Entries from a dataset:
** Start **

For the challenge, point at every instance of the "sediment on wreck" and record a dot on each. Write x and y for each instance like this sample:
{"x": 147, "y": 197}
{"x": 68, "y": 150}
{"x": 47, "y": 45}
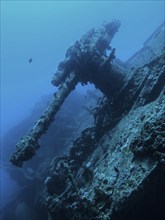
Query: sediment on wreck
{"x": 115, "y": 169}
{"x": 85, "y": 61}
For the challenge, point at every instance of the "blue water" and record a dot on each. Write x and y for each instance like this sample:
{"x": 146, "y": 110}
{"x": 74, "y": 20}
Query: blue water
{"x": 42, "y": 31}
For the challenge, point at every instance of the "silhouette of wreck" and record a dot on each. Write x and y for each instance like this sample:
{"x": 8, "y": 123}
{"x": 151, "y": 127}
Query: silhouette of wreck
{"x": 115, "y": 169}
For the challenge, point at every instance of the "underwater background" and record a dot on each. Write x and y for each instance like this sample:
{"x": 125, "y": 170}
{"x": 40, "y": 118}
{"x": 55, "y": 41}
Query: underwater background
{"x": 34, "y": 38}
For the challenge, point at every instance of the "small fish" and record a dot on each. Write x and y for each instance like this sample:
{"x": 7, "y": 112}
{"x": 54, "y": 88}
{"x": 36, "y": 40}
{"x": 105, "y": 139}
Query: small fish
{"x": 30, "y": 60}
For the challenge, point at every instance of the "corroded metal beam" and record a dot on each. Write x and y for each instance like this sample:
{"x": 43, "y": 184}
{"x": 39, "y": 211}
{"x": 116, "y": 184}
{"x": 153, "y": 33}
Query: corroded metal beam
{"x": 84, "y": 62}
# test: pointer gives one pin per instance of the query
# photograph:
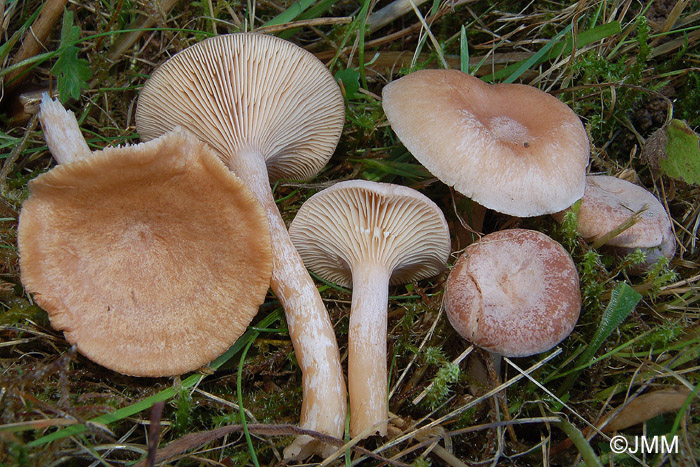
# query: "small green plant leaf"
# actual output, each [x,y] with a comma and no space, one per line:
[71,72]
[682,159]
[351,81]
[622,301]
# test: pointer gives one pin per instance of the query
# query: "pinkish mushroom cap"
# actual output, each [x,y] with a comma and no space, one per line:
[610,201]
[509,147]
[514,293]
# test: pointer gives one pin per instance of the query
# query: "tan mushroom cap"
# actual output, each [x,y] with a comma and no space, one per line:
[242,91]
[514,293]
[610,201]
[359,221]
[509,147]
[152,259]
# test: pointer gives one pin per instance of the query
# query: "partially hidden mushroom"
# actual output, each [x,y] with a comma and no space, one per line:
[152,258]
[509,147]
[608,203]
[271,110]
[514,293]
[368,235]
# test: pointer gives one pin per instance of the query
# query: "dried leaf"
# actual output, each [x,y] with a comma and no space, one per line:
[646,407]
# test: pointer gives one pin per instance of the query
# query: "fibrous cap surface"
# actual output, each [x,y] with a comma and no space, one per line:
[151,258]
[515,293]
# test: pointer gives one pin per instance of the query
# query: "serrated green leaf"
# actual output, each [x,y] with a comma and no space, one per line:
[72,73]
[682,159]
[622,301]
[351,81]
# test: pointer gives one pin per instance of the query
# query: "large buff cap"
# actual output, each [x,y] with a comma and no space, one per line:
[509,147]
[515,293]
[244,91]
[151,258]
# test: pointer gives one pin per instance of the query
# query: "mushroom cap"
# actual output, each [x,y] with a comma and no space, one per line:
[242,91]
[152,258]
[509,147]
[514,293]
[359,221]
[610,201]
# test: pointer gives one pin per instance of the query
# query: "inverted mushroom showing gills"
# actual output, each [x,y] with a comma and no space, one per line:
[611,201]
[271,108]
[368,235]
[514,293]
[152,259]
[509,147]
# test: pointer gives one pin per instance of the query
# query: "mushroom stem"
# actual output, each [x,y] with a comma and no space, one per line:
[61,131]
[324,403]
[367,367]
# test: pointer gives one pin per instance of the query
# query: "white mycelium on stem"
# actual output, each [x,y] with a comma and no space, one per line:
[370,235]
[271,110]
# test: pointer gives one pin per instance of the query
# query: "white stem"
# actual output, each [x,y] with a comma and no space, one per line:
[61,131]
[367,367]
[324,402]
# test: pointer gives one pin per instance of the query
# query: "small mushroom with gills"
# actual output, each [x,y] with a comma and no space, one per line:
[509,147]
[514,293]
[608,203]
[369,235]
[152,259]
[271,110]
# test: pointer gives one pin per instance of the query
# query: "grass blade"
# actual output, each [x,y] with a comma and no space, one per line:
[556,48]
[622,301]
[164,395]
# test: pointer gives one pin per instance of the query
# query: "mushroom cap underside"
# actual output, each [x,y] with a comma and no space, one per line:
[245,91]
[357,221]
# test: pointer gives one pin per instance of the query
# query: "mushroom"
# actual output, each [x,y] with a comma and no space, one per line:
[609,202]
[514,293]
[368,235]
[508,147]
[271,108]
[131,252]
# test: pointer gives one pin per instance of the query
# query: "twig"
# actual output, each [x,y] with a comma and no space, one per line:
[154,432]
[14,155]
[304,23]
[194,440]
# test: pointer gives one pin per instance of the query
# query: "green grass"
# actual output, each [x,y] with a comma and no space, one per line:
[615,63]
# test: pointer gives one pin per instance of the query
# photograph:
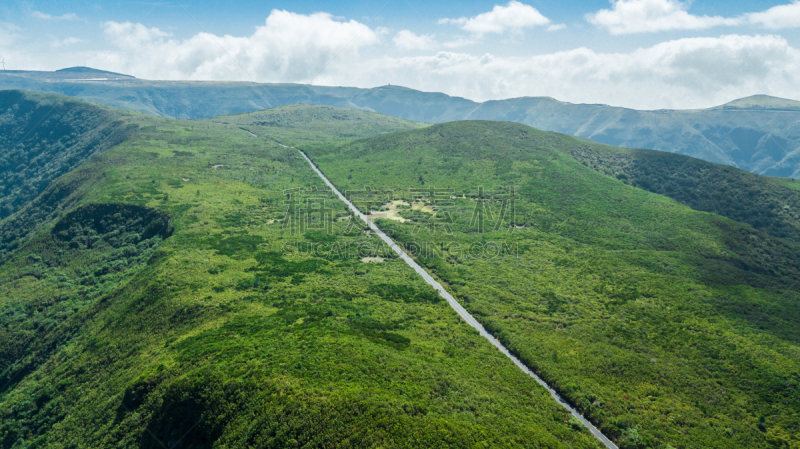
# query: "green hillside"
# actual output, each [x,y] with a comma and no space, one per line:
[666,326]
[44,136]
[758,133]
[155,295]
[155,305]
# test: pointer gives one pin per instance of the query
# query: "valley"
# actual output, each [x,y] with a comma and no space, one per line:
[191,282]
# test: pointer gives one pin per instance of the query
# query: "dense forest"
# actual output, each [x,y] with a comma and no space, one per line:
[158,294]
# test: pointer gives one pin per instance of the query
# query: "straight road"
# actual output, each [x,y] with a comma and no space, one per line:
[462,312]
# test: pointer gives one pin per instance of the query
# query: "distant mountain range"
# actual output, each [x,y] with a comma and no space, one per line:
[760,134]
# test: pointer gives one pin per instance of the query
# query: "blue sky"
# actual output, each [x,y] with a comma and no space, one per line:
[646,54]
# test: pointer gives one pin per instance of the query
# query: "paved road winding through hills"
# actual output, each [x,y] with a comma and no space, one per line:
[458,308]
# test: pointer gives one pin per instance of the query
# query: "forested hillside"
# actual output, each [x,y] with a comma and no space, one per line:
[160,307]
[45,136]
[666,326]
[758,134]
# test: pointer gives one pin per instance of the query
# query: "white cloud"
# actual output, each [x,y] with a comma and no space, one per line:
[781,16]
[43,16]
[514,16]
[407,40]
[66,42]
[645,16]
[289,47]
[641,16]
[457,42]
[684,73]
[8,34]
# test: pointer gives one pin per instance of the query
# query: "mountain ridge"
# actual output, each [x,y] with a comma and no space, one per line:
[759,133]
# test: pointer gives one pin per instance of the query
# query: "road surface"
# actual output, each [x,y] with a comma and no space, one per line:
[462,312]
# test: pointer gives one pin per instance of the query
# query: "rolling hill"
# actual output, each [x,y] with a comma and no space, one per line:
[160,297]
[758,134]
[159,307]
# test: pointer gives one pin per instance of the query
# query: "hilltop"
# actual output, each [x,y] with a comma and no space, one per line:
[158,295]
[761,137]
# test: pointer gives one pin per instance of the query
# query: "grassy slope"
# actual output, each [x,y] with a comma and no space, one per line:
[758,133]
[666,326]
[44,136]
[768,204]
[219,339]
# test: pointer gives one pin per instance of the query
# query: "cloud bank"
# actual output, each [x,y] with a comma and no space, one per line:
[649,16]
[514,16]
[288,47]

** End **

# [Problem to solve]
How many lines of the material above contain the string "sediment"? Reply with the number alone.

# [Right answer]
2